--- Material shown ---
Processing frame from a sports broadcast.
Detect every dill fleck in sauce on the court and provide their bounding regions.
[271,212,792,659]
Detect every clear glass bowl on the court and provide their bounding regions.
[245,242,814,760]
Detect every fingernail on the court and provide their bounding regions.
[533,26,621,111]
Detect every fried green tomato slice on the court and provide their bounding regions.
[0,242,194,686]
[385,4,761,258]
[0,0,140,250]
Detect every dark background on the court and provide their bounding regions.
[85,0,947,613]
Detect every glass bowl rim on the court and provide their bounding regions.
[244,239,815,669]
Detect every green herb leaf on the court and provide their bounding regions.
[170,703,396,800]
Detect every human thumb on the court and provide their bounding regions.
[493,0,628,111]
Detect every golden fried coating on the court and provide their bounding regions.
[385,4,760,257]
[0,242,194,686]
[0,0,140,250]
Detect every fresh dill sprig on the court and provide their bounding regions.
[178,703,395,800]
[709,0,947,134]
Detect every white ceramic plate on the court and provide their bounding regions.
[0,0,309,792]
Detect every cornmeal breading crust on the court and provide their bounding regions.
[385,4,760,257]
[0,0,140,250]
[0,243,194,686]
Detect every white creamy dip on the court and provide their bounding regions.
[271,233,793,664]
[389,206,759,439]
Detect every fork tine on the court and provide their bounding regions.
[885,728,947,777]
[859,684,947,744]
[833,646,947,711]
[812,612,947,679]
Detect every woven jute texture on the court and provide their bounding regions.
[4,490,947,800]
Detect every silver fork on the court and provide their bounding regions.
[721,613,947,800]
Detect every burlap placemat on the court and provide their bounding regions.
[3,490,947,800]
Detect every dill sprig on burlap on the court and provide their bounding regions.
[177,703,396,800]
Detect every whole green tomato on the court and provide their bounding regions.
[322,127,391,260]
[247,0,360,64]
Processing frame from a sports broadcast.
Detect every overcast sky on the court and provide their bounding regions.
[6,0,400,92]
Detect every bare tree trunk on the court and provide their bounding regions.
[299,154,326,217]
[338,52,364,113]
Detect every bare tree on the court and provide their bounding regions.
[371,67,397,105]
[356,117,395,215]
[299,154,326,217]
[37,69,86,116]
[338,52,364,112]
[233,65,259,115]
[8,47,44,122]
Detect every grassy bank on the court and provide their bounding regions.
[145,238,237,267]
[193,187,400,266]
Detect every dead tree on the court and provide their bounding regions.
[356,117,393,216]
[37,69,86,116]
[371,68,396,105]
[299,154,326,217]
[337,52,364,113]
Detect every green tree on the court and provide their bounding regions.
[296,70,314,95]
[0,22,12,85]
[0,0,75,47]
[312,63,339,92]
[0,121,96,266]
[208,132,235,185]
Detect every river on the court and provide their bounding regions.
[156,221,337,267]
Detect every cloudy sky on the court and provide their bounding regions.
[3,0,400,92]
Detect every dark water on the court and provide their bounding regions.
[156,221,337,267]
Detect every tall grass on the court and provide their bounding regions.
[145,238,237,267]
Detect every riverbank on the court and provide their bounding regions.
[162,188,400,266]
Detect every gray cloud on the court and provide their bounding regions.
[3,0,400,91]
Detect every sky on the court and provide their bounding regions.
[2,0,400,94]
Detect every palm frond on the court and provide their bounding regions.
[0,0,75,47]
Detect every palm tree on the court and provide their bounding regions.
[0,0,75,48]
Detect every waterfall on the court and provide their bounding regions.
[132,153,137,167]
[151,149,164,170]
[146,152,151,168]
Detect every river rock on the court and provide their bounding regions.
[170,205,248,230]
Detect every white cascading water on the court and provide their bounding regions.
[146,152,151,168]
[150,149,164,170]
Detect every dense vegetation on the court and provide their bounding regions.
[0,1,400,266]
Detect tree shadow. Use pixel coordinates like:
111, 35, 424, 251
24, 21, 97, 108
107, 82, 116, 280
---
[Task]: Rewrite every line from the line with "Detect every dark water" up to and including the line with "[0,0,75,48]", shifting each bounding-box coordinate up by 93 and leaving all other lines unchanged.

[Result]:
Detect every dark water on the court and provide their bounding regions.
[249,314,430,360]
Detect every tall grass on the court and provide their bounding regions.
[238,331,330,360]
Detect every riverbank on the court and provide their bounding regions.
[255,281,493,359]
Detect every gray cloud on the court and provide their bounding regions.
[96,93,493,184]
Detect every sky on the court and provide their bounding regions.
[95,93,493,187]
Detect every palm frond on the court and provide their bounding regions.
[93,93,168,140]
Detect every palm tree on the court and provide their bounding regions.
[93,93,168,141]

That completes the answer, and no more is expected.